#### DESCRIPTION OF THE TASK
Would you repeat the data below exactly, taking out the images?

----------

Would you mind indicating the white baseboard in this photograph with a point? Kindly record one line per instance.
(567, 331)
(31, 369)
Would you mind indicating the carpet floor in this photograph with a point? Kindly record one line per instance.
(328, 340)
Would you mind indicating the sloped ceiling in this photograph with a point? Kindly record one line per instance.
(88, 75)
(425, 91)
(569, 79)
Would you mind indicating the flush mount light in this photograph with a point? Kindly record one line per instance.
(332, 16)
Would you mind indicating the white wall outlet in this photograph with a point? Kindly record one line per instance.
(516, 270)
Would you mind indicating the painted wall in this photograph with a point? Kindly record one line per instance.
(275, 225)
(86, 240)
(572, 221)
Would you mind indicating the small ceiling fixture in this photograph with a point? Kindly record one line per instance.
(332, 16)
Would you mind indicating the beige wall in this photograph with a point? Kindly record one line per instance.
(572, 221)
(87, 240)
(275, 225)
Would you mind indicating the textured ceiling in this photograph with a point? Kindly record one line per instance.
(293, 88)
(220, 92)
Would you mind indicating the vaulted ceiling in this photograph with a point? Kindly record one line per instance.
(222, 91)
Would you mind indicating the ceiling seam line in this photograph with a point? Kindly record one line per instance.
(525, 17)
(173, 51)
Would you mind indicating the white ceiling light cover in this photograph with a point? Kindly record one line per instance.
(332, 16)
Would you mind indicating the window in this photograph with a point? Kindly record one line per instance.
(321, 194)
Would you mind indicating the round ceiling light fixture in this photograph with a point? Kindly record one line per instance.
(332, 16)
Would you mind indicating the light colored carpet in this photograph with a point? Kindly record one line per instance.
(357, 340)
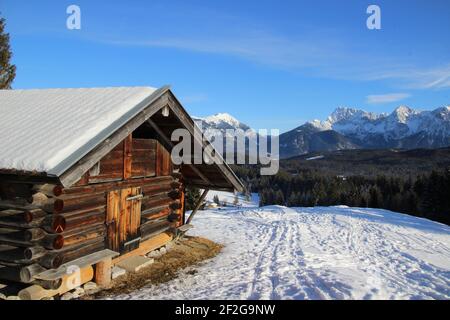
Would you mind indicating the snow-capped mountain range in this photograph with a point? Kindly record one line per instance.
(349, 128)
(401, 123)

----------

#### RESULT FOR THIS TASK
Would you mind indicating the white baseboard in this photograph with a point? Kindly record one line per instance.
(567, 331)
(31, 369)
Would you mind indicating the carpet floor in this photograph with a point? Kindly record one line per instance.
(328, 340)
Would you mind indicating the sloped ceiling in this photograph with a point? Kindly record one line per instance.
(88, 75)
(425, 91)
(569, 79)
Would you mind indicating the flush mount light in this photograph with a point? Kindly record one line per instance.
(332, 16)
Would you mind indicating the white wall outlet in this photograph with a point? Kindly record one line per instance.
(516, 270)
Would you mind indicating the painted wall in this photograph with a point? Kindly record one line per instance.
(275, 225)
(86, 240)
(572, 221)
Would you mind indicating the small ceiling fixture in this photograph with a point? Kindly record one line per instance.
(332, 16)
Would you mind indicating the beige wall in this photograph with a point? Kindly record one line per instance.
(572, 221)
(87, 240)
(275, 225)
Would you mind indicating the textured ceiling in this photograph with a point? Kindly record one line per instance.
(293, 88)
(220, 92)
Would you mind indicating the vaulted ceiling in this photograph with a point? Kindly record one line per instance.
(222, 91)
Would you mind indicating the ceiling seam line in this photograph with a point? Kindly record one line per instance.
(525, 17)
(173, 51)
Would you mind indicating the white ceiling light cover in this photograph with a point? Kindly record one line per instance.
(332, 16)
Would you mind indicating the window in this photograph with a point? Kindly record one line per instance.
(321, 194)
Would you mind indicating the round ceiling light fixture in this photograph with a point? Kindly record one line per instance.
(332, 16)
Would you mind indicating the light colored carpet in this photograph with a point? Kindly record one line per instance.
(357, 340)
Would you mind indicating the snow-capped mountain range in this photograph with a point? Kindly record one line per instance.
(349, 128)
(401, 123)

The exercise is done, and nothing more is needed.